## begin Available data
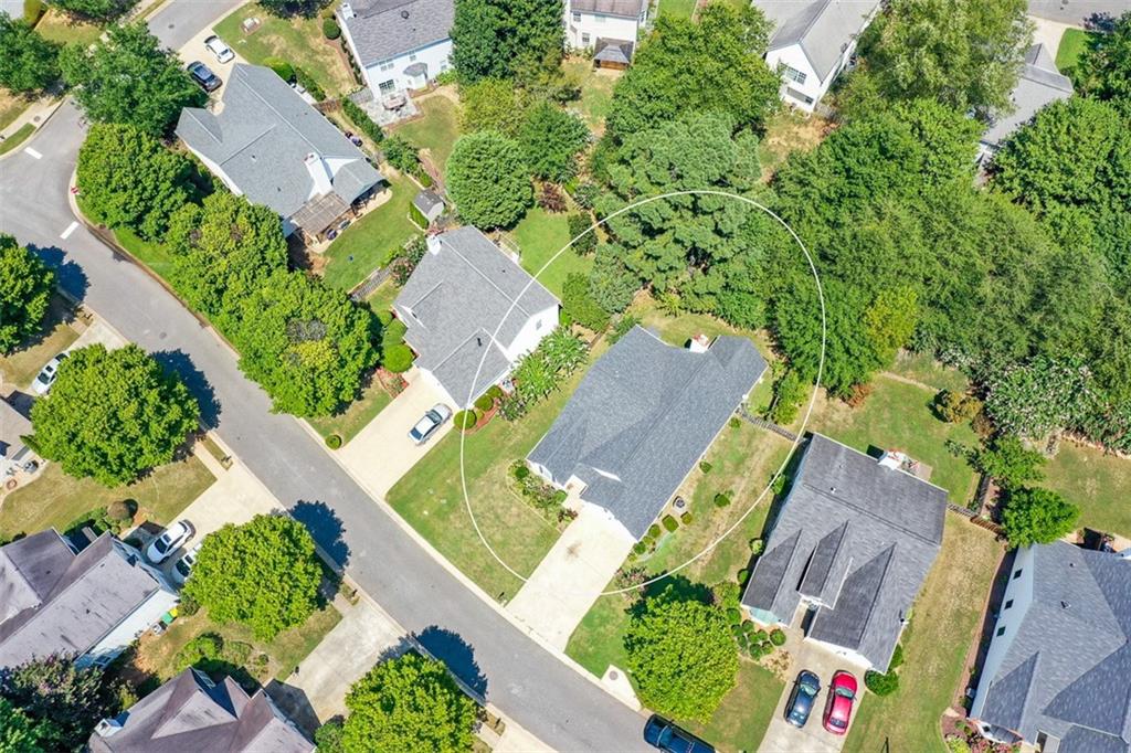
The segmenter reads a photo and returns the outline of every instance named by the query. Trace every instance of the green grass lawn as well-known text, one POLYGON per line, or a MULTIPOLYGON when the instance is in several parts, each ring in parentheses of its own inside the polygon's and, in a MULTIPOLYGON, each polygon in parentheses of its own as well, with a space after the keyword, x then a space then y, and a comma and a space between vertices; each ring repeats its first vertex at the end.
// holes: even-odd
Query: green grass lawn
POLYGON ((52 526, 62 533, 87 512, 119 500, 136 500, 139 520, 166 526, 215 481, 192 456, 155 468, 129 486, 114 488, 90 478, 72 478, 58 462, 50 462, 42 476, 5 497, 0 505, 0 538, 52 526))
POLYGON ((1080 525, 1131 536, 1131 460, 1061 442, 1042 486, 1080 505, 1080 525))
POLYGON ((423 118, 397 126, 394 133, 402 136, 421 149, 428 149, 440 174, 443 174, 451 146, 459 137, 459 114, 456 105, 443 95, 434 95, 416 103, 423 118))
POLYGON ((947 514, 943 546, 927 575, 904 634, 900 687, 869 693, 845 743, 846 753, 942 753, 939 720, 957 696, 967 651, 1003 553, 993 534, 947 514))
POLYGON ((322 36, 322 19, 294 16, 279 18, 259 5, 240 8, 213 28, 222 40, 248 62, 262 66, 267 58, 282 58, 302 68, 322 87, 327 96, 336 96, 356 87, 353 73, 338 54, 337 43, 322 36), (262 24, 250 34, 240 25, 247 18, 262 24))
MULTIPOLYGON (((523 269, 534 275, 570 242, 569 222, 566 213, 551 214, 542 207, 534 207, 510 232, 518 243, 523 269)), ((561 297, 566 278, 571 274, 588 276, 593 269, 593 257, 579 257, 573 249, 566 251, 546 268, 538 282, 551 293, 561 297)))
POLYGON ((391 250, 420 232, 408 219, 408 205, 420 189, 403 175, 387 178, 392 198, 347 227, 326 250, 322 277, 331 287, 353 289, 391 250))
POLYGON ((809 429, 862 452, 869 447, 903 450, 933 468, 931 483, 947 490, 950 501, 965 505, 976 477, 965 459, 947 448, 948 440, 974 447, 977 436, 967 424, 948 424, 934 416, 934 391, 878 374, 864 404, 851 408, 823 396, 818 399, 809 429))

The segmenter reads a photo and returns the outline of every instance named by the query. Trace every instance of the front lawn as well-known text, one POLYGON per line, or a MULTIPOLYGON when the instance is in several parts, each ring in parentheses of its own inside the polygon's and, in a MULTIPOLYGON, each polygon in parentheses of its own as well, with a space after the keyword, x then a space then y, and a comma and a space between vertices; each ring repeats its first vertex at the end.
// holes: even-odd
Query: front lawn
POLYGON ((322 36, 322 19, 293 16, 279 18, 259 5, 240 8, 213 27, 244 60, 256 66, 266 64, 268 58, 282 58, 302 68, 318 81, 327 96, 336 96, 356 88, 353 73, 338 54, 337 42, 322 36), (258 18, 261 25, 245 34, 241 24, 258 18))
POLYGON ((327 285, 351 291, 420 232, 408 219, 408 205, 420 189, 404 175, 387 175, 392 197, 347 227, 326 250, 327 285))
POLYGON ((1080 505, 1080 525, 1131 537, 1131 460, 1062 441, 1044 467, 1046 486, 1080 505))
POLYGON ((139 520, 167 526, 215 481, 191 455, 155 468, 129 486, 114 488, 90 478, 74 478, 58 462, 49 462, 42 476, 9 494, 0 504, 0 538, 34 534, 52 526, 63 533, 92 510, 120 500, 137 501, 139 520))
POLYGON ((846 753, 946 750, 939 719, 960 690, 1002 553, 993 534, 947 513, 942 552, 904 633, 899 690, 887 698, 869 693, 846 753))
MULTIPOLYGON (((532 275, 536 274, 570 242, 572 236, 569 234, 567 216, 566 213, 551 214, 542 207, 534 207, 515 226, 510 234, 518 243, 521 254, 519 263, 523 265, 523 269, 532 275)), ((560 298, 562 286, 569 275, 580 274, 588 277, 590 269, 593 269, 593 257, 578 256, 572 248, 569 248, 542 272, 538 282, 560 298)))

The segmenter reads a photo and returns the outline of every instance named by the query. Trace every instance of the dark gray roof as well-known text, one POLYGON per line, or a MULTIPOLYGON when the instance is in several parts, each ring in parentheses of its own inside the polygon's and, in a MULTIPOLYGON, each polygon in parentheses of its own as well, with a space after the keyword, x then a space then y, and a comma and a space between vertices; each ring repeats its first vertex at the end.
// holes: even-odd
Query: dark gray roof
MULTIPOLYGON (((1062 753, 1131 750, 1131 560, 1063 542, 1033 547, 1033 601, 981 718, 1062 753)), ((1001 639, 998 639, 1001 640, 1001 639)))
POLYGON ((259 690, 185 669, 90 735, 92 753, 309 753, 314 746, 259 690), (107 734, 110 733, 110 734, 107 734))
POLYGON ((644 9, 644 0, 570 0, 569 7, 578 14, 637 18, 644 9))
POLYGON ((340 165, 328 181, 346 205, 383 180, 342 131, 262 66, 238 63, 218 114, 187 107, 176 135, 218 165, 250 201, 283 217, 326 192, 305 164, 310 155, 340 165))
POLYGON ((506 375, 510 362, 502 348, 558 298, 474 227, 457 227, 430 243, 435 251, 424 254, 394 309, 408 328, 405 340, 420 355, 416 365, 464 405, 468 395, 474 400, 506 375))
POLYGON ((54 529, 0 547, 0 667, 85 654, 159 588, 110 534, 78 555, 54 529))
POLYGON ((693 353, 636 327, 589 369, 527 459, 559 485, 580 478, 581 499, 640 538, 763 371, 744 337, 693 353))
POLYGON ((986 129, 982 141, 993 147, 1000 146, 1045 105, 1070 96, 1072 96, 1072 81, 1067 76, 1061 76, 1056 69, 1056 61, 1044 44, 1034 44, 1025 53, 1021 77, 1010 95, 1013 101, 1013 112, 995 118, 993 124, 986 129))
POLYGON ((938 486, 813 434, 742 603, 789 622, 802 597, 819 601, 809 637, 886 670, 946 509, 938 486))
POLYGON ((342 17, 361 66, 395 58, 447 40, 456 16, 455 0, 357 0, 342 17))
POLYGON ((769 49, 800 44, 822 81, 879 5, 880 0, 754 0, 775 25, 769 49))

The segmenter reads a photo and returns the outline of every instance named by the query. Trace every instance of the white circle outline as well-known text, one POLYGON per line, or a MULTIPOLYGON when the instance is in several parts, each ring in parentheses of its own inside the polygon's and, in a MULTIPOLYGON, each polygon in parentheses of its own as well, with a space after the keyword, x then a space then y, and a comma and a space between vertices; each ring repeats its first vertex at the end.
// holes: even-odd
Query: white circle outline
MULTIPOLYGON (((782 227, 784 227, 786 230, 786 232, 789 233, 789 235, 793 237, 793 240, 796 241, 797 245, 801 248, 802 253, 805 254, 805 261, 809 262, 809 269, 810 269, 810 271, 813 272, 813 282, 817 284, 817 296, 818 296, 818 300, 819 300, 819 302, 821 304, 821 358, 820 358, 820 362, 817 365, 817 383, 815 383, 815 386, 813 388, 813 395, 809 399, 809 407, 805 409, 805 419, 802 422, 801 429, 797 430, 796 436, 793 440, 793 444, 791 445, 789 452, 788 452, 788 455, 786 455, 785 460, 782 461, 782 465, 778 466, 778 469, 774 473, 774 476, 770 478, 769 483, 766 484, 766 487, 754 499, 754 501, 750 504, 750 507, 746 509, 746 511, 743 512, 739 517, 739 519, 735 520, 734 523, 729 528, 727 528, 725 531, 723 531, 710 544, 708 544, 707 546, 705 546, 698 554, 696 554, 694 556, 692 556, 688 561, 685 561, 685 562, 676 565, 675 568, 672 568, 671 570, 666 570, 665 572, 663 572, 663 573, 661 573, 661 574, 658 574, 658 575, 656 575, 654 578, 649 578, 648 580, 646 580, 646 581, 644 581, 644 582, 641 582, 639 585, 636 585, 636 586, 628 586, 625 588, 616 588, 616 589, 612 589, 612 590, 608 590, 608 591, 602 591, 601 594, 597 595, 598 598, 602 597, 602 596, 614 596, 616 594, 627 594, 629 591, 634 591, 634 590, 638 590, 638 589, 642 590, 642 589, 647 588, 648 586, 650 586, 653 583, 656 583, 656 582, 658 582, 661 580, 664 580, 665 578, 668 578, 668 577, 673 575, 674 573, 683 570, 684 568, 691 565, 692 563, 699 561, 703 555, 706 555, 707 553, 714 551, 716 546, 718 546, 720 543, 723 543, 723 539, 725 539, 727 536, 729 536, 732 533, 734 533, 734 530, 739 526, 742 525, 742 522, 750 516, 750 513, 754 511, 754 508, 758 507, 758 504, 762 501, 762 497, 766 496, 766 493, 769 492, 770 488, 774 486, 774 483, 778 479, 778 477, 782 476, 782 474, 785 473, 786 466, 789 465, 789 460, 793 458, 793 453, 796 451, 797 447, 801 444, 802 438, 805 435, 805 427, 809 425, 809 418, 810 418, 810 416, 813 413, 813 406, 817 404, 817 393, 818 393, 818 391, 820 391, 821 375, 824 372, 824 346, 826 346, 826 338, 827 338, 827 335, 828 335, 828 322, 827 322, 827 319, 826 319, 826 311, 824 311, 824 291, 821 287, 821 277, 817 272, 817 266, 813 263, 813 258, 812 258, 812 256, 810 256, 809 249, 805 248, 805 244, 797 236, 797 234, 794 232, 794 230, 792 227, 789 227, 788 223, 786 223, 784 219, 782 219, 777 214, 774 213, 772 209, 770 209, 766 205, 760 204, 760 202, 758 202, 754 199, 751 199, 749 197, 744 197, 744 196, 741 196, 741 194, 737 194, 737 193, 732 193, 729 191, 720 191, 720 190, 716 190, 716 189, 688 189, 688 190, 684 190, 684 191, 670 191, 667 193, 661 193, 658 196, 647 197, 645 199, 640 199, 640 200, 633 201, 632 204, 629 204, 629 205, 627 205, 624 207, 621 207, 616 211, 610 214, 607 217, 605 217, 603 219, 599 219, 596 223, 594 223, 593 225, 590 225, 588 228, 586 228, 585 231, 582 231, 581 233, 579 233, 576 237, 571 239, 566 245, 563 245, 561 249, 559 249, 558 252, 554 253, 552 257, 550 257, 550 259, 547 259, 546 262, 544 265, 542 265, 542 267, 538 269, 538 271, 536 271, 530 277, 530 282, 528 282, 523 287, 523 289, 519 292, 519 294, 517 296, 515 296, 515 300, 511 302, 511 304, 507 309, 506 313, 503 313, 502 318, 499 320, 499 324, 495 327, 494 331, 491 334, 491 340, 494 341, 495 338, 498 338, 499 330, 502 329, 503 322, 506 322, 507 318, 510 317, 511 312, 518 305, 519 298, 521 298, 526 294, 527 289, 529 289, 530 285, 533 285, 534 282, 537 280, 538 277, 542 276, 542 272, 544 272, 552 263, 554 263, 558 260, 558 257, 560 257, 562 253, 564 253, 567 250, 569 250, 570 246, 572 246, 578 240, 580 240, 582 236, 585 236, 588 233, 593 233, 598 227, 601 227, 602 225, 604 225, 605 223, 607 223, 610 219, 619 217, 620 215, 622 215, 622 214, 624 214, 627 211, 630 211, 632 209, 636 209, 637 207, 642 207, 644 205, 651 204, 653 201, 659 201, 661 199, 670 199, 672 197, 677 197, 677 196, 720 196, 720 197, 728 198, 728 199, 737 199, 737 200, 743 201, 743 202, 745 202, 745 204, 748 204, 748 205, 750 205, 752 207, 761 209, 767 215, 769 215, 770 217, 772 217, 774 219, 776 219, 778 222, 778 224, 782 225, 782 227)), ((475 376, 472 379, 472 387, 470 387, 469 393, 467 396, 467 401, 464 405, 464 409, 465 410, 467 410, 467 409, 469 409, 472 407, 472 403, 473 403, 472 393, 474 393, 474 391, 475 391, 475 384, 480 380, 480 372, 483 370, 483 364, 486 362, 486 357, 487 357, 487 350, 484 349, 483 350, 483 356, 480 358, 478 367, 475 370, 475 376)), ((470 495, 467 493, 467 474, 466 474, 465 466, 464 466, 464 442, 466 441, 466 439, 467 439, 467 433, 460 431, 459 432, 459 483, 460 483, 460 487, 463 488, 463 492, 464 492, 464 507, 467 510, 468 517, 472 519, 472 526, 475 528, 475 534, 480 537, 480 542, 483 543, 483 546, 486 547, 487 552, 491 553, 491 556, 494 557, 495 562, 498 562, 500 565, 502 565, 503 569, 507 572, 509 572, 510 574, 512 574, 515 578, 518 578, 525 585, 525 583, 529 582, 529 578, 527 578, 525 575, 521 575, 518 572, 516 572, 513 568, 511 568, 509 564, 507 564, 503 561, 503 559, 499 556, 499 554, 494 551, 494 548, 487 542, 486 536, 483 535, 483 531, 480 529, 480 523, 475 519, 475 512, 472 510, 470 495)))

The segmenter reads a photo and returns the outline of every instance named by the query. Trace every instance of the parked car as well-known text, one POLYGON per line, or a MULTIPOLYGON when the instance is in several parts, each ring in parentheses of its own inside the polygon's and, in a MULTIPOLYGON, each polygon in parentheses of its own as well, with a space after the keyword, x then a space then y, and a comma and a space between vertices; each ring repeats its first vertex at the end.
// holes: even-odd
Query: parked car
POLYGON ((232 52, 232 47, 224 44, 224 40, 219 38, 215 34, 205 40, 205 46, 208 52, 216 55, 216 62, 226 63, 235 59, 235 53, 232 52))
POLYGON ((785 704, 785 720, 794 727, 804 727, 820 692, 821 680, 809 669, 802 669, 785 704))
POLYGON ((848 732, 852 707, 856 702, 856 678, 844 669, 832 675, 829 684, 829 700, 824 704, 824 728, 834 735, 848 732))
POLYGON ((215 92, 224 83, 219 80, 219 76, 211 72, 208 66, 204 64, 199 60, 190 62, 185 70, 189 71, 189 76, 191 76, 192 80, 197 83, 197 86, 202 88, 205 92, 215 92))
## end Available data
■ Instruction
Reproduce everything in the listing from its start down through the line containing "POLYGON ((423 118, 397", and leave the pictures out of your answer.

■ Reply to the task
The segmenter reads a photo and returns the outline of every instance named by the query. Trace every instance of the green grass lawn as well-known text, one POLYGON per line, or a MULTIPOLYGON when the instance is in several parts, each ring in parentheses of its own inside the polygon's and, in a MULTIPOLYGON, each polygon in parentheses of its own as well, with a space after the keyword, x then a space then y, and a comma and a space between vertices; each ring repeats its first vertex at the end.
// holes: even-odd
Query: green grass lawn
POLYGON ((52 526, 62 533, 87 512, 119 500, 136 500, 139 520, 166 526, 215 481, 192 456, 155 468, 129 486, 114 488, 90 478, 72 478, 58 462, 50 462, 42 476, 5 497, 0 505, 0 538, 52 526))
POLYGON ((1080 525, 1131 536, 1131 460, 1061 442, 1042 486, 1080 505, 1080 525))
POLYGON ((423 118, 397 126, 394 133, 402 136, 421 149, 428 149, 440 174, 443 174, 451 146, 459 137, 459 114, 456 105, 443 95, 434 95, 416 103, 423 118))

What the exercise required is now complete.